**EXERCISE GOAL**
An exact copy, beginning at the line containing "Guideline: one keypoint per instance of the striped" and ending at the final line of the records that follow, is the answer; it has no pictures and no other text.

**AVAILABLE RECORDS**
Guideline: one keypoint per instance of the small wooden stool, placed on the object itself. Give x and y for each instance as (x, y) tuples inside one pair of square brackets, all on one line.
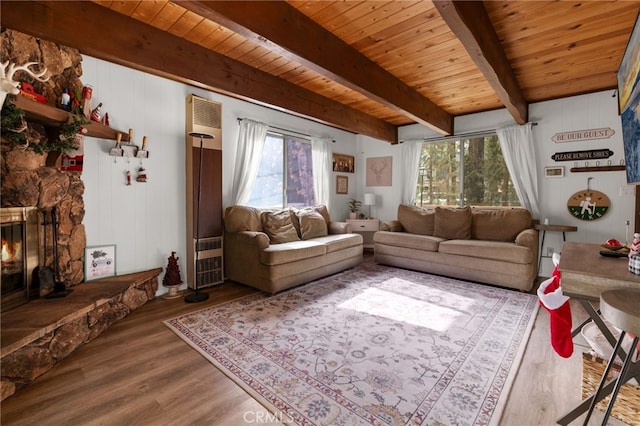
[(622, 309)]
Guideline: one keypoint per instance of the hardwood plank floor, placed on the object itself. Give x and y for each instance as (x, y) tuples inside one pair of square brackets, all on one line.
[(140, 373)]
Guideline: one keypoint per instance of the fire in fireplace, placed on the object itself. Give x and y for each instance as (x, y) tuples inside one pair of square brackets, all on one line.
[(19, 228)]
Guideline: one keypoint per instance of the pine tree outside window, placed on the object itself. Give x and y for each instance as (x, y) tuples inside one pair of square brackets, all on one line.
[(464, 172), (285, 176)]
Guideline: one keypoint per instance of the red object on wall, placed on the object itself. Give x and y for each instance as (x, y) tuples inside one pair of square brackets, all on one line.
[(28, 92)]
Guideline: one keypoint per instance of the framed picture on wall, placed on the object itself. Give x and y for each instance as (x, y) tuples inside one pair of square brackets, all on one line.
[(99, 262), (379, 171), (342, 184), (344, 163)]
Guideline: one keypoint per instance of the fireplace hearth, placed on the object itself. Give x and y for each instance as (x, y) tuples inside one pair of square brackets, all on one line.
[(20, 248)]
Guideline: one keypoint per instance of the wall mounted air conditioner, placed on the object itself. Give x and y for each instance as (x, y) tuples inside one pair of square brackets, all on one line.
[(204, 213), (204, 116)]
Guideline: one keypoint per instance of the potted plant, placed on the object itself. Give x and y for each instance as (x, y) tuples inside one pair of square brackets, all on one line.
[(354, 207), (172, 278)]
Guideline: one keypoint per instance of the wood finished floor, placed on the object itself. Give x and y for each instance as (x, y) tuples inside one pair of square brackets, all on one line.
[(140, 373)]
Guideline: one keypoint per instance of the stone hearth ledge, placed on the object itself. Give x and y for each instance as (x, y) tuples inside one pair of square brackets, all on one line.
[(37, 335)]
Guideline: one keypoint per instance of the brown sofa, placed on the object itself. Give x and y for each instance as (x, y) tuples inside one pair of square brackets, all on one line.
[(276, 250), (488, 245)]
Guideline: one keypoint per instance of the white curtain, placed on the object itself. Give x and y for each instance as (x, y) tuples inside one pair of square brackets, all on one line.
[(249, 153), (411, 150), (516, 143), (321, 159)]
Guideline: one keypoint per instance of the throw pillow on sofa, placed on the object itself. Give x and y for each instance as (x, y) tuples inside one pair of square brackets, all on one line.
[(278, 226), (416, 220), (319, 209), (499, 224), (452, 223), (312, 224)]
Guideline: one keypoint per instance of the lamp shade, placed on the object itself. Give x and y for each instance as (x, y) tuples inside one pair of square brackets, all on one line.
[(369, 199)]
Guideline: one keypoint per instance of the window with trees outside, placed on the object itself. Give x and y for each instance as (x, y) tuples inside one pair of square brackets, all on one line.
[(285, 176), (464, 172)]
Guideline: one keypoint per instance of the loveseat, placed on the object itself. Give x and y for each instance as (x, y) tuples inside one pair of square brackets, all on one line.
[(276, 250), (488, 245)]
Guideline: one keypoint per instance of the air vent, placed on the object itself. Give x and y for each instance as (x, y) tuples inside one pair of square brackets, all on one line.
[(209, 266), (203, 116)]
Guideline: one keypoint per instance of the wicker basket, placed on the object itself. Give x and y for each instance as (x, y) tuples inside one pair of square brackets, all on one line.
[(627, 405)]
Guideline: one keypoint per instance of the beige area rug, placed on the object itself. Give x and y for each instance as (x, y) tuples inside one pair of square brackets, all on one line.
[(371, 345)]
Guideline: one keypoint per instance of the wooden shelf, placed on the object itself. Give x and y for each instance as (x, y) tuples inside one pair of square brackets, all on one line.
[(51, 116), (598, 169)]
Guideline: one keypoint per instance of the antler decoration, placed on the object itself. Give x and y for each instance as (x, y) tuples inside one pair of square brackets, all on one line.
[(7, 85)]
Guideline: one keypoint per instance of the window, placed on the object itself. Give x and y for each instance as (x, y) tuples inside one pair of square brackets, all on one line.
[(285, 176), (465, 172)]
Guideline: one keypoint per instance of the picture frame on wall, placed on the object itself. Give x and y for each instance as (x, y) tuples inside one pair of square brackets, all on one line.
[(99, 262), (629, 104), (554, 172), (379, 171), (342, 184), (344, 163)]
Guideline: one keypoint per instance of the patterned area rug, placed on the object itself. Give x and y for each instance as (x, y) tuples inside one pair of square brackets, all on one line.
[(372, 345)]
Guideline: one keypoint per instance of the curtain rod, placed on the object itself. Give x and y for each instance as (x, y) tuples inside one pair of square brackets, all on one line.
[(291, 131), (461, 135)]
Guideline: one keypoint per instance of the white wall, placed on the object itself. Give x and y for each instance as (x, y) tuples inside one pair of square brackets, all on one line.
[(576, 113), (147, 220)]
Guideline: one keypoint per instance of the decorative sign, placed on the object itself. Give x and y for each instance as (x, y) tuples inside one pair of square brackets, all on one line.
[(588, 204), (594, 154), (583, 135)]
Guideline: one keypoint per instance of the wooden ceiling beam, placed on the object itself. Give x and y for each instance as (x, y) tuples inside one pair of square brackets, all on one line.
[(470, 22), (99, 32), (280, 27)]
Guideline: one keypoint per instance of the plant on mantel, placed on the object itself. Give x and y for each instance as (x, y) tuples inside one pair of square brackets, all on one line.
[(14, 128), (354, 205)]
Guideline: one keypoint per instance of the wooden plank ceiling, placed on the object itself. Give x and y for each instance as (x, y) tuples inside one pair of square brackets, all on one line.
[(362, 66)]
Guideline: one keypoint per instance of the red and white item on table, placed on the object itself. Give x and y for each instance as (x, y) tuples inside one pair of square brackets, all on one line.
[(557, 304)]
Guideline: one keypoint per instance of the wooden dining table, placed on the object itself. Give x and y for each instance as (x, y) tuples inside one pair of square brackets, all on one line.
[(585, 275)]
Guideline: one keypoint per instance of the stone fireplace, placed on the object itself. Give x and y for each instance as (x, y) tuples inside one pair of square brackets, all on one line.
[(19, 229), (32, 182), (38, 334)]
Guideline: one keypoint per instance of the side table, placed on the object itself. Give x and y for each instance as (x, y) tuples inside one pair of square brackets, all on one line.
[(622, 308), (366, 227), (552, 228)]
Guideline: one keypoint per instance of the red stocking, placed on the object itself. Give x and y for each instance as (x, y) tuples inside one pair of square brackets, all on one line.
[(557, 304)]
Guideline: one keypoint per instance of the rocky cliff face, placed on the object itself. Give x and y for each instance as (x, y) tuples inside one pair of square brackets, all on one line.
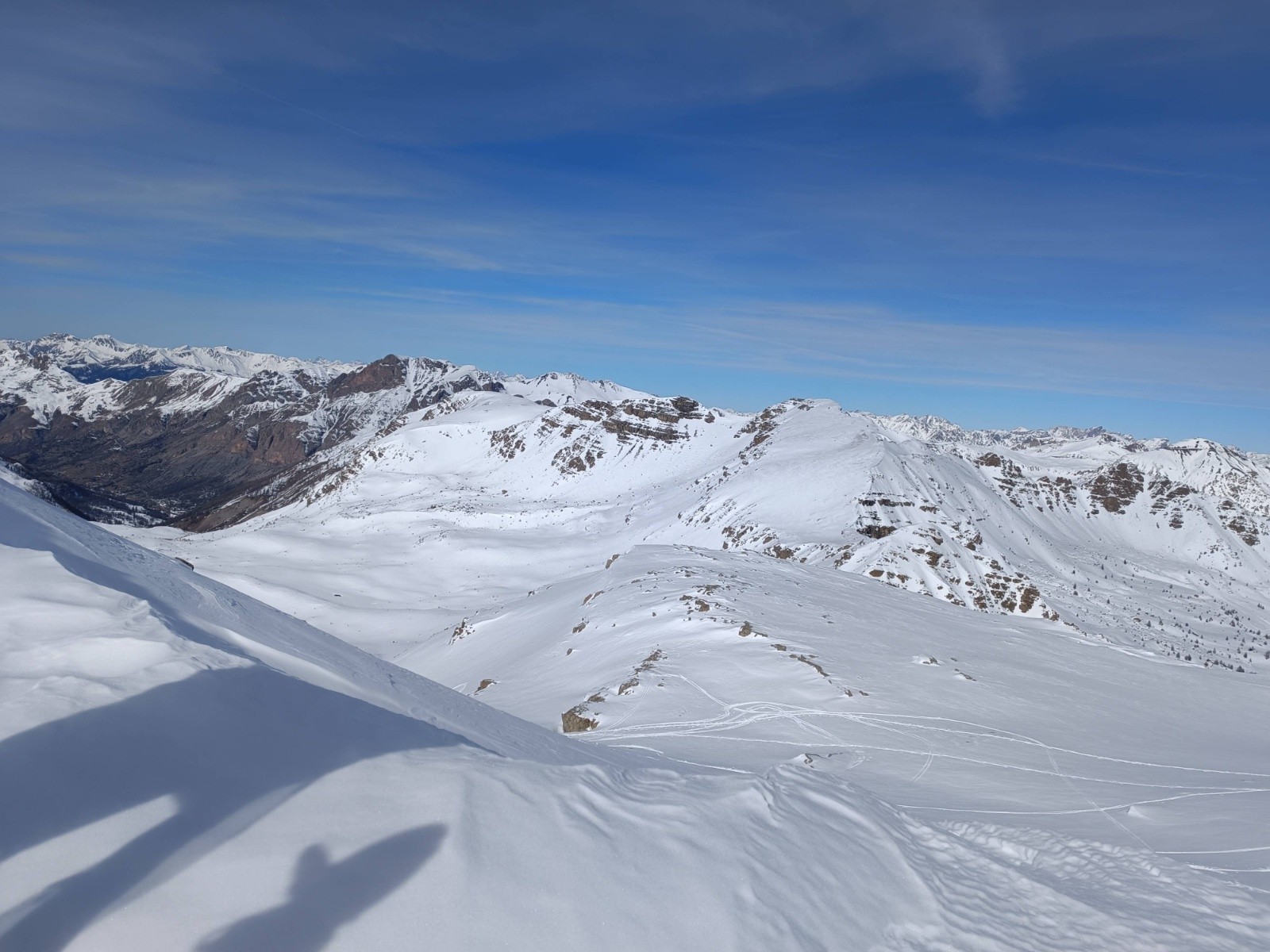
[(137, 440)]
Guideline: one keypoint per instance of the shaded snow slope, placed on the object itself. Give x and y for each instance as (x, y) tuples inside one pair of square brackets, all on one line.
[(188, 770), (746, 662)]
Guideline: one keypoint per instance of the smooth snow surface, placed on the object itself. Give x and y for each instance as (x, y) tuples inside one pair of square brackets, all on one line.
[(184, 768)]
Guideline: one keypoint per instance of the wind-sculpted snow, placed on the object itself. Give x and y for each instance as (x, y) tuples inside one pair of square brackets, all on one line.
[(188, 770)]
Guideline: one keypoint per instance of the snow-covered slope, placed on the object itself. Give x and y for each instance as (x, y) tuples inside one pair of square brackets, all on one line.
[(190, 770), (480, 498)]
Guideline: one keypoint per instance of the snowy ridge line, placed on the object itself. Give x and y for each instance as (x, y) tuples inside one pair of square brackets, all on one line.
[(210, 612)]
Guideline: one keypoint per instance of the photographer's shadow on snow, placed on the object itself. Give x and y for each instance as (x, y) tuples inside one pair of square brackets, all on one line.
[(229, 746), (325, 895)]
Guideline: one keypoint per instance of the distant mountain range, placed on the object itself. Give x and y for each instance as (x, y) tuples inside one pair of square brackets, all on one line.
[(1058, 524)]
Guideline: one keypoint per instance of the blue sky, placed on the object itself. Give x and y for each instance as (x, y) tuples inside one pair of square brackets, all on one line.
[(1006, 213)]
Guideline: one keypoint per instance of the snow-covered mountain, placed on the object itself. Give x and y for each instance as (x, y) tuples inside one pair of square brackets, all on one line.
[(829, 679), (1145, 543), (190, 770)]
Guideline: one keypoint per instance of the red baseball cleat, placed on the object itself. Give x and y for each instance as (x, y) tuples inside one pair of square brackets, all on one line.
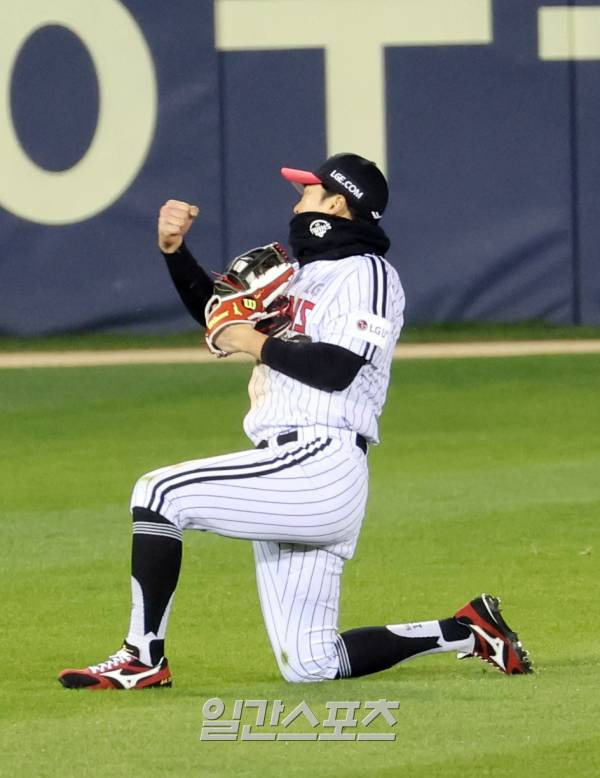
[(495, 642), (122, 670)]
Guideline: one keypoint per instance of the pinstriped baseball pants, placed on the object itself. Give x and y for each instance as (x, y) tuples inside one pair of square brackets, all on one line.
[(302, 505)]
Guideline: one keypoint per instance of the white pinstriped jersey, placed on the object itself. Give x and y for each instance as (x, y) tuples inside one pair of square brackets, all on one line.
[(357, 303)]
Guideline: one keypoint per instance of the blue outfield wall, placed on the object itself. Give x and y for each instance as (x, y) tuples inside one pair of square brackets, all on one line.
[(492, 149)]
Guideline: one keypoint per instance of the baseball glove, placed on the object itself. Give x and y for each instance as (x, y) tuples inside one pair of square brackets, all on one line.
[(250, 291)]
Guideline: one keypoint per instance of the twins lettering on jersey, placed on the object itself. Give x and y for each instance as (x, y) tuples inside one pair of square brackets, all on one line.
[(299, 310)]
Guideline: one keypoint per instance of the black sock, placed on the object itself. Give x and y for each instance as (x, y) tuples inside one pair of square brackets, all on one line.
[(371, 649), (155, 565)]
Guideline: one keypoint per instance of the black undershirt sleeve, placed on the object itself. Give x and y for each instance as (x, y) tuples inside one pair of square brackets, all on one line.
[(320, 365), (192, 282)]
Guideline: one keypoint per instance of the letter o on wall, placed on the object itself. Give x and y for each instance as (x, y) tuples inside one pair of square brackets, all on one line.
[(126, 116)]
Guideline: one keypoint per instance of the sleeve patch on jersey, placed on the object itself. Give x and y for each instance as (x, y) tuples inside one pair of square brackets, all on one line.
[(370, 328)]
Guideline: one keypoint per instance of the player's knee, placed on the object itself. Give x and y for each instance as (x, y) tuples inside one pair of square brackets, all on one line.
[(307, 667)]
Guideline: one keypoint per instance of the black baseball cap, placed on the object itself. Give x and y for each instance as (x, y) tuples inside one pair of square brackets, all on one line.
[(359, 180)]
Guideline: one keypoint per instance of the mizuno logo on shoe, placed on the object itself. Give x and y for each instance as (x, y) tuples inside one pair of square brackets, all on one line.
[(127, 680), (497, 645)]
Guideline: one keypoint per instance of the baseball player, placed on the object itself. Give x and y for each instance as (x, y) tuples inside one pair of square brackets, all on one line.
[(299, 493)]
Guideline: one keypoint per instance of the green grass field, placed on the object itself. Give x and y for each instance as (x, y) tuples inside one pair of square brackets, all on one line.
[(488, 479)]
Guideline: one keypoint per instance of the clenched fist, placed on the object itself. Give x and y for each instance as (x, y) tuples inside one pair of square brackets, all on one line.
[(174, 220)]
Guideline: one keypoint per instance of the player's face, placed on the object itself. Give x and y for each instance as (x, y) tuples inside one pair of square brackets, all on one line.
[(313, 198)]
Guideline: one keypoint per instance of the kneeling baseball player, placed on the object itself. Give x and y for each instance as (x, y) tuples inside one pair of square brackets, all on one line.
[(322, 330)]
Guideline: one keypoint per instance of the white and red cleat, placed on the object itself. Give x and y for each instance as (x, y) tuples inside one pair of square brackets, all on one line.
[(495, 642), (122, 670)]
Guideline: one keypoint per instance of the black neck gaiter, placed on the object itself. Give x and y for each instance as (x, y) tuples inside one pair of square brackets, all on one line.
[(316, 236)]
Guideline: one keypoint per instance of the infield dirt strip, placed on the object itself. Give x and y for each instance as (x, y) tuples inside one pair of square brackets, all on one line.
[(153, 356)]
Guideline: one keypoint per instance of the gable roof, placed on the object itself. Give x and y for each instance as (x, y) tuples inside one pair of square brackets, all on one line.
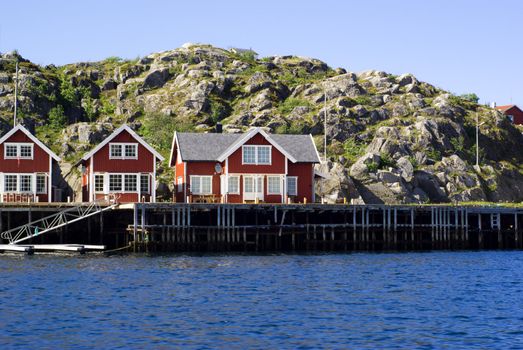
[(118, 132), (33, 138), (506, 107), (217, 147)]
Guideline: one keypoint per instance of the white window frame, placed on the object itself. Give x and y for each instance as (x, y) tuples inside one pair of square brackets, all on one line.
[(130, 179), (145, 175), (180, 184), (122, 176), (122, 147), (44, 191), (256, 154), (109, 182), (198, 179), (18, 176), (278, 181), (236, 179), (4, 189), (295, 178), (18, 146)]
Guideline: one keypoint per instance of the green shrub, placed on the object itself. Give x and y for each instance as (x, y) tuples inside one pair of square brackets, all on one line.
[(290, 103), (362, 100), (57, 117), (353, 150), (434, 154), (373, 167), (470, 97), (386, 161)]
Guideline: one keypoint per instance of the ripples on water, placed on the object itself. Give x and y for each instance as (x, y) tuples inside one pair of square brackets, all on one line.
[(414, 300)]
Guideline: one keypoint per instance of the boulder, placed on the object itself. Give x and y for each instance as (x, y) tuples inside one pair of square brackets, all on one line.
[(406, 79), (359, 170), (156, 79), (336, 184), (388, 177), (406, 169)]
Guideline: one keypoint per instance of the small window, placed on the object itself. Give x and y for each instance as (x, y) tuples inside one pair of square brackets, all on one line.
[(18, 150), (249, 154), (98, 183), (264, 155), (292, 186), (234, 184), (144, 183), (115, 150), (131, 151), (130, 183), (11, 151), (180, 184), (273, 185), (10, 183), (201, 184), (206, 184), (115, 182), (41, 183), (25, 183), (26, 151)]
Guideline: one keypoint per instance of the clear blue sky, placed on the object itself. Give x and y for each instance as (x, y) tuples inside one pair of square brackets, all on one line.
[(460, 45)]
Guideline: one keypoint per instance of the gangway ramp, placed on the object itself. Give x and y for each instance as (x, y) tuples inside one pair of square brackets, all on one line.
[(60, 219)]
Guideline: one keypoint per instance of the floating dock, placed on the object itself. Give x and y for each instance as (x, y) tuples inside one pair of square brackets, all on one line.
[(211, 227), (310, 227)]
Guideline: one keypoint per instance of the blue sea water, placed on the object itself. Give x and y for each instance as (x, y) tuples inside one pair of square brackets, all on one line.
[(441, 300)]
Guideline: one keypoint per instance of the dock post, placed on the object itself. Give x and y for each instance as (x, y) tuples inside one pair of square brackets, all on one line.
[(515, 230)]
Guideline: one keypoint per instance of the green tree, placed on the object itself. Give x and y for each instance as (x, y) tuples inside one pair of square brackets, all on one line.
[(57, 117), (470, 97)]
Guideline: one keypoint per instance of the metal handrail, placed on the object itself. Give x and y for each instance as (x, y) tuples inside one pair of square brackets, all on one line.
[(57, 220)]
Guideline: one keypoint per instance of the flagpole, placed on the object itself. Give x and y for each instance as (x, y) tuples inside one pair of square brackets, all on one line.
[(16, 95)]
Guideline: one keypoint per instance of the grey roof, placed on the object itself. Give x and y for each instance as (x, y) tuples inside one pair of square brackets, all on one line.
[(300, 147), (209, 146), (204, 147)]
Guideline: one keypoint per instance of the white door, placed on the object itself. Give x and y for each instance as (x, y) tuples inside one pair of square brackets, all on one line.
[(252, 187)]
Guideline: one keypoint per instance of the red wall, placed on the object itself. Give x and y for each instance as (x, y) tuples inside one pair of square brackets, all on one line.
[(102, 163), (39, 163), (144, 163), (203, 168), (277, 160), (304, 172), (517, 113)]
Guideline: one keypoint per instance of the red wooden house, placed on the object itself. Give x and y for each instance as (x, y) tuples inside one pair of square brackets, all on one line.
[(249, 167), (123, 165), (26, 167), (513, 113)]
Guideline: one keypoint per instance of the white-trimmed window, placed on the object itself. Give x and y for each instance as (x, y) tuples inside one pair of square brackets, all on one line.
[(18, 150), (201, 184), (98, 183), (123, 151), (273, 185), (292, 185), (115, 182), (258, 155), (234, 185), (41, 183), (26, 183), (129, 182), (264, 155), (10, 183), (144, 183), (180, 184)]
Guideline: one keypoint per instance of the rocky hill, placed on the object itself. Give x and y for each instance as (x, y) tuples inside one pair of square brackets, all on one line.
[(391, 138)]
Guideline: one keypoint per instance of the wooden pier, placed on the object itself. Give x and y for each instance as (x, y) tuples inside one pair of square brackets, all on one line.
[(310, 227)]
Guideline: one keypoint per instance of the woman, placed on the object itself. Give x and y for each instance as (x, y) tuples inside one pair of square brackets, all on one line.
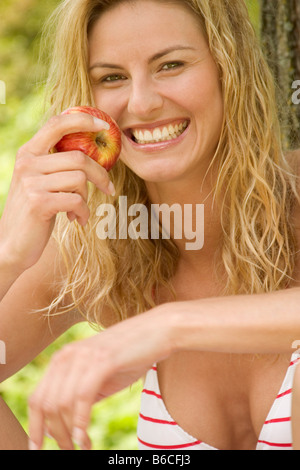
[(212, 329)]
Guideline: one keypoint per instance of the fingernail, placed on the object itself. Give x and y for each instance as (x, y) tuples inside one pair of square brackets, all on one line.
[(77, 436), (111, 189), (102, 124), (32, 445)]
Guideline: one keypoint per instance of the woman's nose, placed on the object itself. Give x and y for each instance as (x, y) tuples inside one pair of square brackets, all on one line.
[(144, 99)]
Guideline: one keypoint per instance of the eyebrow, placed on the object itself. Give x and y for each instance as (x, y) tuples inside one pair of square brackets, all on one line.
[(153, 58)]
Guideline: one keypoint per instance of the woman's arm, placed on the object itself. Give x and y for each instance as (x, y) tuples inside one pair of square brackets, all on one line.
[(261, 323), (85, 372)]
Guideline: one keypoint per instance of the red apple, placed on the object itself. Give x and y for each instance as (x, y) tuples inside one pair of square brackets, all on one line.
[(103, 146)]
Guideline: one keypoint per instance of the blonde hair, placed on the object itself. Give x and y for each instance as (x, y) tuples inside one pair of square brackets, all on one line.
[(258, 249)]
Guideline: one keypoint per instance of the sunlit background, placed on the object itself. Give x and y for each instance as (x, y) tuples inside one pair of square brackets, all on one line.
[(21, 21)]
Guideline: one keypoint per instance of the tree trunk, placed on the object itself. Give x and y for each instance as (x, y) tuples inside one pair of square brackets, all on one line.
[(280, 36)]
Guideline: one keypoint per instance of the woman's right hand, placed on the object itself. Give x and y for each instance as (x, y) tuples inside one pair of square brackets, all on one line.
[(44, 184)]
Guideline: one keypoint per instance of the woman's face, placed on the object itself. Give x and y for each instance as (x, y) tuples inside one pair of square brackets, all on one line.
[(152, 71)]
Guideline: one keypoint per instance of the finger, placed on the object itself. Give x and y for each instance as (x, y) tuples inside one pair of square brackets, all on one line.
[(71, 161), (58, 126), (36, 420), (67, 202), (88, 392), (68, 181)]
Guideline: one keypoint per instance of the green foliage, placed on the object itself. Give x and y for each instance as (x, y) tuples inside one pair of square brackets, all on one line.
[(114, 420)]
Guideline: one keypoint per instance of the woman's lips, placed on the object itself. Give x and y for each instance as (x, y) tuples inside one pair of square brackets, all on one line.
[(159, 136)]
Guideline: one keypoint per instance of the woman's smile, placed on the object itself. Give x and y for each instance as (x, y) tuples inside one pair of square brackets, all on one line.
[(157, 135)]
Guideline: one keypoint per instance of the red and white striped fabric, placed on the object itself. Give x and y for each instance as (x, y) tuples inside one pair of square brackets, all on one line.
[(158, 431)]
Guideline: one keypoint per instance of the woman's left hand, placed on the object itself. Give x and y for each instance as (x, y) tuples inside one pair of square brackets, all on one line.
[(84, 372)]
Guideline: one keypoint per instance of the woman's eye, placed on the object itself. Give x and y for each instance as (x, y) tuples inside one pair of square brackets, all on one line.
[(113, 78), (171, 65)]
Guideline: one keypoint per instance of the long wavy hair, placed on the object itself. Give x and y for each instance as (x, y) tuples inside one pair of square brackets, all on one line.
[(258, 246)]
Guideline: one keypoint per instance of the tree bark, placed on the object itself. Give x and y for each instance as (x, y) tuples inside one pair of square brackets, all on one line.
[(280, 36)]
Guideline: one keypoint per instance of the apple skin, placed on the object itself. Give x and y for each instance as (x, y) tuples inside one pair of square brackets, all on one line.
[(103, 146)]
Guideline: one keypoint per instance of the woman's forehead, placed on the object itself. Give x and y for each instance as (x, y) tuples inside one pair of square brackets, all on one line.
[(133, 25)]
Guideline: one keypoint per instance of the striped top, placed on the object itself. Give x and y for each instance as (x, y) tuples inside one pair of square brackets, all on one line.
[(157, 429)]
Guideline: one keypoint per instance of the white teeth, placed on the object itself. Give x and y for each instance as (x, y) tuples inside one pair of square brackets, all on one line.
[(157, 135)]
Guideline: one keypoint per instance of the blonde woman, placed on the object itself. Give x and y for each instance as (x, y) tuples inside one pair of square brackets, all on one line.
[(210, 329)]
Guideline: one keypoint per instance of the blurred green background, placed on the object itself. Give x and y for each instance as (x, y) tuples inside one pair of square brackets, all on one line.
[(21, 21)]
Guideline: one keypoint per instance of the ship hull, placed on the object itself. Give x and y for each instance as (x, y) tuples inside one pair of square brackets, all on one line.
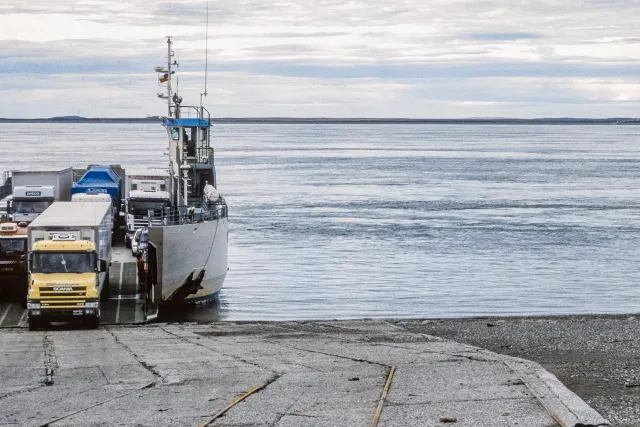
[(191, 259)]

**TASK SOLUTION**
Guideline: one keypoint per instance of the striped top, placed on the object itself. Give x and y for each instance as (x, y) tuples inside one pair of square brackets, all on one line.
[(157, 429)]
Guideline: one keypoint per instance of the white teeth, placed on the object itself. Give x and y for each instance as (x, y) tuples inside one pair of square brackets, all on one line.
[(157, 135)]
Guideline: one keypoint per instance of the blonde woman, placed on the object itself. Give x and y for each instance as (x, y) tuples inside one pair of square brackets, all on one line.
[(210, 329)]
Guideline: one keypoint per instance of the blurred green background, placed on the object itself. Give x and y for each instance as (x, y) tuples inside one pair of square brackets, all on one line.
[(21, 21)]
Guideline: one keypoint per instance of the ship hull, placed on the object itself. Give x and y for each instance as (x, y) tuples inside one pair of square brackets, all on one line.
[(191, 259)]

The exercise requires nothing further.